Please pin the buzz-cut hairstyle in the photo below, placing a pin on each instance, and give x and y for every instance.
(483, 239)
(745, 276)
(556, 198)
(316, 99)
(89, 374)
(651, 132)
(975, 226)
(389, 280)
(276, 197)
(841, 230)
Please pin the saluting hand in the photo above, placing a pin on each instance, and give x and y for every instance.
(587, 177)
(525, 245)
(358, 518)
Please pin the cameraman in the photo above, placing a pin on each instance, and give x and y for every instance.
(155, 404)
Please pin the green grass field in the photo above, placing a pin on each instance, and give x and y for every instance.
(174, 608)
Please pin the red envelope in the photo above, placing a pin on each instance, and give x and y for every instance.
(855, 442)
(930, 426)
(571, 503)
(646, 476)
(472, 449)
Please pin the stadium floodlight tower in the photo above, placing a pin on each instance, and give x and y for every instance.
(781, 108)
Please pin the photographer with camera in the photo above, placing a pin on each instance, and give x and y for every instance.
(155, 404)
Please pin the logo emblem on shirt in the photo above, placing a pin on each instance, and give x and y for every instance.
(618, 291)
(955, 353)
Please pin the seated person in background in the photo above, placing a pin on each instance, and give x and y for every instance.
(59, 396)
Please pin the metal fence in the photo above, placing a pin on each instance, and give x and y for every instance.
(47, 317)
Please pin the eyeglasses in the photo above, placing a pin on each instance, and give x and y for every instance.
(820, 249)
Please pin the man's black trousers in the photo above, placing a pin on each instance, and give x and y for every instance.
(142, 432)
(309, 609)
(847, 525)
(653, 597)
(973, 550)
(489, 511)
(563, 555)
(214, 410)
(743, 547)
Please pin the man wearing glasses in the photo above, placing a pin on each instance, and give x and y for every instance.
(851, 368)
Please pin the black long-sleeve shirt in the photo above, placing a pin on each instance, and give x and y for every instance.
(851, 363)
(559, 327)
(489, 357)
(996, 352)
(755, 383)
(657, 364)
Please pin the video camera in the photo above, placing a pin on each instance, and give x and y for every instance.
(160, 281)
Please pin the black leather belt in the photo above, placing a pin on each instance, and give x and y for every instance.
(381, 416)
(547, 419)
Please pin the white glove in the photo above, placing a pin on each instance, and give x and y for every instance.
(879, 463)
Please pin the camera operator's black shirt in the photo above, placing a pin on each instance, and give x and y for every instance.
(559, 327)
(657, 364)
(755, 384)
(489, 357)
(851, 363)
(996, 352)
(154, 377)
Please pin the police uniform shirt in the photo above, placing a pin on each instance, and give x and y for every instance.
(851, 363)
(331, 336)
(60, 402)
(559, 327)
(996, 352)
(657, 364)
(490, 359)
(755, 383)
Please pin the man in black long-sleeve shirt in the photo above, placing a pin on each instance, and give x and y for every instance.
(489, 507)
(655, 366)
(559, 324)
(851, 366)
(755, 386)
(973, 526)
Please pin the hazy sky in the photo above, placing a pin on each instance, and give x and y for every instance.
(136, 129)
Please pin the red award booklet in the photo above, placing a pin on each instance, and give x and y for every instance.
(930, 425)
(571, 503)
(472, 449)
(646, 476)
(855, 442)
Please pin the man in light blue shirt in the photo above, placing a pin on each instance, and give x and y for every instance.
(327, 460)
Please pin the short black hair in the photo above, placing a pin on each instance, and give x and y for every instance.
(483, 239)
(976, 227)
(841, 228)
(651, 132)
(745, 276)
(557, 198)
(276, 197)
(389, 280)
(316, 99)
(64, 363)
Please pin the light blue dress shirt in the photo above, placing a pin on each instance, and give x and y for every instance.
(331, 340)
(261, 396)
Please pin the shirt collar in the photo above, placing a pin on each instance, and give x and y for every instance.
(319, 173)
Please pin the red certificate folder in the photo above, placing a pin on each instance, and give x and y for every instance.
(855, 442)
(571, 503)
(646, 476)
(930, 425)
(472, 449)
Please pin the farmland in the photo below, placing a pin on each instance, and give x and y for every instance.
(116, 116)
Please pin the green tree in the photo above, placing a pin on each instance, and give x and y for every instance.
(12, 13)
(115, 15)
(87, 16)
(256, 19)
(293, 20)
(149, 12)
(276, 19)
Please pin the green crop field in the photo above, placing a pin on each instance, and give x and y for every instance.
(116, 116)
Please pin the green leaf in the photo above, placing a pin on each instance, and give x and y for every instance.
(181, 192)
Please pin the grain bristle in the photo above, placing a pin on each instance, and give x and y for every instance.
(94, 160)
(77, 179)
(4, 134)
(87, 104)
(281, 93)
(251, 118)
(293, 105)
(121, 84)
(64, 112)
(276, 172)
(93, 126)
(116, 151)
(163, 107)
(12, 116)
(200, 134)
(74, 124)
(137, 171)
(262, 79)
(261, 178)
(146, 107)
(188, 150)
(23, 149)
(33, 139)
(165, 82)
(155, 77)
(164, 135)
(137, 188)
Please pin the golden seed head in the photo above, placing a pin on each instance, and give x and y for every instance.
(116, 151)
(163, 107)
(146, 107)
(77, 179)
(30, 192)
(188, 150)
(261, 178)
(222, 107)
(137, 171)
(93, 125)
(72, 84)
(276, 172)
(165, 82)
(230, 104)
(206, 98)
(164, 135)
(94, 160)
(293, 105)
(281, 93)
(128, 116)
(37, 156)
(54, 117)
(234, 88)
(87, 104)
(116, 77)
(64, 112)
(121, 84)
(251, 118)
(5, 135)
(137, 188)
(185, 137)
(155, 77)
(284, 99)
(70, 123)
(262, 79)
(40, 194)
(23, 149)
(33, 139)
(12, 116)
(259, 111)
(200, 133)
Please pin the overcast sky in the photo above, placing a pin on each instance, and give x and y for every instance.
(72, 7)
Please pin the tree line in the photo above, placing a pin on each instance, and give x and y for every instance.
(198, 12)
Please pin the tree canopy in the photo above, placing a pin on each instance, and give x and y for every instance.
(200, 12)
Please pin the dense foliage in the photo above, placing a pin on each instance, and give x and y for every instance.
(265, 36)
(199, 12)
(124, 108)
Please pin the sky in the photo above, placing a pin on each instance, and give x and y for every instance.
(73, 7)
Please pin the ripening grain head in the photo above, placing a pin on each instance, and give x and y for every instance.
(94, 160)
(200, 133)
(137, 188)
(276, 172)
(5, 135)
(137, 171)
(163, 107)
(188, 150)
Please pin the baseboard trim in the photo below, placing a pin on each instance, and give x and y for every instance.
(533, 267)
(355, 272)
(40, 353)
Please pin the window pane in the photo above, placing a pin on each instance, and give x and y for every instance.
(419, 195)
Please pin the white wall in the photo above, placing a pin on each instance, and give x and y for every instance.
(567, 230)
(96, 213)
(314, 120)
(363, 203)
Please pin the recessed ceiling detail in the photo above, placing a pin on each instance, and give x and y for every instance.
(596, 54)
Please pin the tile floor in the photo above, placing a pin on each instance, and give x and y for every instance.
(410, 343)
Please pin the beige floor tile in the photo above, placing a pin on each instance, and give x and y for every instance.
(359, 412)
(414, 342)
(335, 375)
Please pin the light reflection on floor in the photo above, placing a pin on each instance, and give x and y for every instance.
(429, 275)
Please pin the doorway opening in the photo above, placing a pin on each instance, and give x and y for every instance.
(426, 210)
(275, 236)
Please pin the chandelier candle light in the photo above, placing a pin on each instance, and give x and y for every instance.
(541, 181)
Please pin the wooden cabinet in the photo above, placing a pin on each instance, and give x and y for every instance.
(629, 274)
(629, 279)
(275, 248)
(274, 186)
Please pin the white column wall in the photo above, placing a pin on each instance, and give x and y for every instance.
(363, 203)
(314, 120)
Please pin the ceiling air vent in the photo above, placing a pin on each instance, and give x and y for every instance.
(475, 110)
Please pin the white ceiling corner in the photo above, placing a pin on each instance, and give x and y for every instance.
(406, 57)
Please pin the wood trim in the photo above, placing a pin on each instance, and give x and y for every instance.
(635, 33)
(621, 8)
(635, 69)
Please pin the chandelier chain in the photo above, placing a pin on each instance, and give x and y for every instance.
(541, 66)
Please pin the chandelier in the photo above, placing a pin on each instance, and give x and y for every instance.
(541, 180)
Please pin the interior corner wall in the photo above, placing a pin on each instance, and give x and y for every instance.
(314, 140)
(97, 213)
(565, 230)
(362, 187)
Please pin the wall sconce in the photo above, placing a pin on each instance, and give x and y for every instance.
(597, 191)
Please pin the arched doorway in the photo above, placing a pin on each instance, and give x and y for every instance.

● ● ● ●

## Description of the task
Your answer must consist only of the lines from the one containing "Please pin the interior" through the last line of the data above, both included, exactly as written.

## Solution for this task
Please pin the interior corner wall in the photo above, placing a pin on each instance, and give x and y for every instance.
(314, 140)
(97, 213)
(565, 230)
(362, 187)
Please pin the wall sconce in the photo above, placing a pin on each instance, and give x and y for every instance.
(597, 191)
Please pin the arched doorway in the photo above, placing a pin on each instance, and give x and y for every instance.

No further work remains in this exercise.